▶ [Work instructions]:
Convert the lines below into a Markdown table with the columns Row and Line, numbering each line in Row and skipping blank lines. Include every line except the pictures.

══ Data supplied

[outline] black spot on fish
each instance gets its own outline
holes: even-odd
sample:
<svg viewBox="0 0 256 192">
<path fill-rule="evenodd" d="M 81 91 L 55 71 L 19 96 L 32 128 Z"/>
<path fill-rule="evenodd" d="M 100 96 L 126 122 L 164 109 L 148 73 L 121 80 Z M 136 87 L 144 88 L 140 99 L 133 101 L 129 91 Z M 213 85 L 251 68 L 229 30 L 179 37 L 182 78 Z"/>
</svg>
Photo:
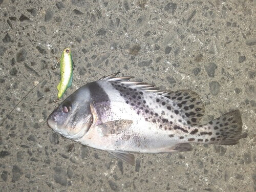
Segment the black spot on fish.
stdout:
<svg viewBox="0 0 256 192">
<path fill-rule="evenodd" d="M 188 106 L 185 106 L 183 109 L 186 110 L 186 111 L 187 111 L 189 109 L 189 108 L 188 108 Z"/>
<path fill-rule="evenodd" d="M 166 123 L 166 122 L 168 122 L 168 119 L 163 118 L 163 119 L 162 119 L 162 121 L 163 121 L 163 123 Z"/>
<path fill-rule="evenodd" d="M 179 100 L 182 100 L 182 98 L 183 98 L 183 97 L 178 97 L 178 98 L 177 99 Z"/>
</svg>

════

▶ [Completed task]:
| Row | Line |
|---|---|
| 1 | [outline] black spot on fish |
| 2 | each instance gets its own outline |
| 3 | holes: even-odd |
| 4 | sample: |
| 5 | <svg viewBox="0 0 256 192"> |
| 6 | <path fill-rule="evenodd" d="M 81 91 L 55 71 L 19 96 L 32 128 Z"/> |
| 7 | <path fill-rule="evenodd" d="M 100 96 L 126 122 L 164 109 L 148 73 L 121 80 Z M 136 87 L 144 88 L 140 99 L 133 101 L 129 91 Z M 213 85 L 251 68 L 229 30 L 179 37 L 182 78 Z"/> |
| 8 | </svg> |
| 9 | Photo: |
| 10 | Segment the black spot on fish. |
| 11 | stdout: |
| 12 | <svg viewBox="0 0 256 192"> |
| 13 | <path fill-rule="evenodd" d="M 188 106 L 185 106 L 183 109 L 186 110 L 186 111 L 187 111 L 189 109 L 189 108 L 188 108 Z"/> |
| 14 | <path fill-rule="evenodd" d="M 166 123 L 166 122 L 168 122 L 168 119 L 163 118 L 163 119 L 162 119 L 162 121 L 163 121 L 163 123 Z"/> |
| 15 | <path fill-rule="evenodd" d="M 179 100 L 182 100 L 182 98 L 183 98 L 183 97 L 178 97 L 178 98 L 177 99 Z"/> |
| 16 | </svg> |